PROBLEM SET
1. Answer these questions from the passage about "Fahrenheit 9/11," marking each answer with the matching letter:
(a) Where did the film premiere?
(b) How was Ezzedine Salim killed?
(c) What job does Dan Bartlett hold?
2. Summarize the passage about "Fahrenheit 9/11" in two sentences.

Rumsfeld is creepy. According to a report I just read, the creepiest part of the M. Moore movie is...well, here's the whole thing.

"But why should we hear about body bags, and deaths, and how many, what day
it's gonna happen, and how many this or what do you suppose? Or, I mean, it's,
it's not relevant. So why should I waste my beautiful mind on something like
that? And watch him suffer."
— Barbara Bush on "Good Morning America," March 18, 2003

She needn't have worried. Her son wasn't suffering. In one of the several
pieces of startling video exhibited for the first time in Michael Moore's
"Fahrenheit 9/11," we catch a candid glimpse of President Bush some 36 hours after
his mother's breakfast TV interview — minutes before he makes his own prime-time
TV address to take the nation to war in Iraq. He is sitting at his desk in
the Oval Office. A makeup woman is doing his face. And Mr. Bush is having a high
old time. He darts his eyes about and grins, as if he were playing a
peek-a-boo game with someone just off-camera. He could be a teenager goofing with his
buds to relieve the passing tedium of a haircut.

"In your wildest dreams you couldn't imagine Franklin Roosevelt behaving this
way 30 seconds before declaring war, with grave decisions and their
consequences at stake," said Mr. Moore in an interview before his new documentary's
premiere at Cannes last Monday. "But that may be giving him credit for thinking
that the decisions were grave." As we spoke, the consequences of those
decisions kept coming. The premiere of "Fahrenheit 9/11" took place as news spread of
the assassination of a widely admired post-Saddam Iraqi leader, Ezzedine
Salim, blown up by a suicide bomber just a hundred yards from the entrance to
America's "safe" headquarters, the Green Zone, in Baghdad.

"Fahrenheit 9/11" will arrive soon enough at your local cineplex — there's
lots of money to be made — so discount much of the squabbling en route. Disney
hasn't succeeded in censoring Mr. Moore so much as in enhancing his stature as
a master provocateur and self-promoter. And the White House, which likewise
hasn't a prayer of stopping this film, may yet fan the p.r. flames. "It's so
outrageously false, it's not even worth comment," was last week's blustery
opening salvo by Dan Bartlett, the White House communications director. New York's
Daily News reported that Republican officials might even try to use the Federal
Election Commission to shut the film down. That would be the best thing to
happen to Michael Moore since Charlton Heston granted him an interview.

GIVEN INFORMATION
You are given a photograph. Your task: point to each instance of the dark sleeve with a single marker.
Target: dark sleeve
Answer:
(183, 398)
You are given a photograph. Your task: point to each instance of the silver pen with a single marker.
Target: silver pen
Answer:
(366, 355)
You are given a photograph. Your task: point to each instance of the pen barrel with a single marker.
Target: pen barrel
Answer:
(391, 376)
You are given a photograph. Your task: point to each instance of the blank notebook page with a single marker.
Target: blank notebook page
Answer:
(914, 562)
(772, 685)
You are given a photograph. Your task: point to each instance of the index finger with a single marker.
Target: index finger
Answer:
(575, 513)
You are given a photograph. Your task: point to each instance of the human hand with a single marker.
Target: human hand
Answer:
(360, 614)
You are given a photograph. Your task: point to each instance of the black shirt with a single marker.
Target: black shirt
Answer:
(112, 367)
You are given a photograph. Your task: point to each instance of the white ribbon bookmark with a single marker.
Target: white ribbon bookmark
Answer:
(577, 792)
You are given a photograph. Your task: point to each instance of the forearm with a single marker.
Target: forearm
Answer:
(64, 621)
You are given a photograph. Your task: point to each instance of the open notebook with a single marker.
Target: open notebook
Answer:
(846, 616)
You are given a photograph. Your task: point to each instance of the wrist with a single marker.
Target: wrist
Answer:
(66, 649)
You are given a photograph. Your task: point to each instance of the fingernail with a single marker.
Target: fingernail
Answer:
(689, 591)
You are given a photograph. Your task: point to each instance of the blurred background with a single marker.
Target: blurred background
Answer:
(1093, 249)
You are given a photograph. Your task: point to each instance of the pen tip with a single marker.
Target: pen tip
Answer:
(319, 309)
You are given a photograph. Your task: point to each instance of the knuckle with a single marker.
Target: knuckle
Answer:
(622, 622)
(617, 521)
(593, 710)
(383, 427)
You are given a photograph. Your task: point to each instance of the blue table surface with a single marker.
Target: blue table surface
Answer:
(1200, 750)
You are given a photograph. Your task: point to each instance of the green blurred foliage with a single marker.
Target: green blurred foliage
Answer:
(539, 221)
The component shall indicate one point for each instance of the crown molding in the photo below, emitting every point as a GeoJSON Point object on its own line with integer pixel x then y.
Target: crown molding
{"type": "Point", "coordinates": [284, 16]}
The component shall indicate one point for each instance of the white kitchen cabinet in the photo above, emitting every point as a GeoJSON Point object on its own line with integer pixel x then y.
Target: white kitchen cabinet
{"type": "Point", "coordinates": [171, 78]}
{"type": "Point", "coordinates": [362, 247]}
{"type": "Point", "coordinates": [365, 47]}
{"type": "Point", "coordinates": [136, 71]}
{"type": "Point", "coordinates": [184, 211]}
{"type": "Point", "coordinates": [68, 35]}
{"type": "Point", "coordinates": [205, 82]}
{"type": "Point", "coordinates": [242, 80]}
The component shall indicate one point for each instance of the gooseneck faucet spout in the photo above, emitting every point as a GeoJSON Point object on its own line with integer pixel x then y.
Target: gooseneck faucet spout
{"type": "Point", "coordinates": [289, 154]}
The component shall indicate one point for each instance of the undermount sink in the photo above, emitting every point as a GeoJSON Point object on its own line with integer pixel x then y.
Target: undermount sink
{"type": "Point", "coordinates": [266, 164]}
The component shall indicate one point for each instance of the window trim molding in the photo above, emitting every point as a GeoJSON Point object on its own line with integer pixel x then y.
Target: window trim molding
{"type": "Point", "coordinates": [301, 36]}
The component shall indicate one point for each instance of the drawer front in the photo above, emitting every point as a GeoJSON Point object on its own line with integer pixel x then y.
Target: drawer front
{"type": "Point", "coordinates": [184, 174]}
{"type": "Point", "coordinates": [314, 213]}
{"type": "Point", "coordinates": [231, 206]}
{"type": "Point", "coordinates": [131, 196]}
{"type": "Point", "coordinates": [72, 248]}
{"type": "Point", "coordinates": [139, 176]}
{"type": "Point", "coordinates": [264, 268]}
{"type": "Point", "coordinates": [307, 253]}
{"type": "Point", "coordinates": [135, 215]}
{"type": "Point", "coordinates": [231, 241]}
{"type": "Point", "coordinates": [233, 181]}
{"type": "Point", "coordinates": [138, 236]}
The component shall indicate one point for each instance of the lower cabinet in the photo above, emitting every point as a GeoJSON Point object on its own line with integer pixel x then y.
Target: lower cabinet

ANSWERS PER TASK
1.
(a) At Cannes.
(b) A suicide bomber blew him up a hundred yards from the entrance to the Green Zone in Baghdad.
(c) He is the White House communications director.

2. The passage describes footage in Michael Moore's "Fahrenheit 9/11" that shows President Bush grinning and darting his eyes while a makeup woman does his face, minutes before his prime-time address taking the nation to war in Iraq. It adds that Disney has enhanced Moore's stature rather than censoring him, and that the White House cannot stop the film, though its communications director, Dan Bartlett, called it outrageously false.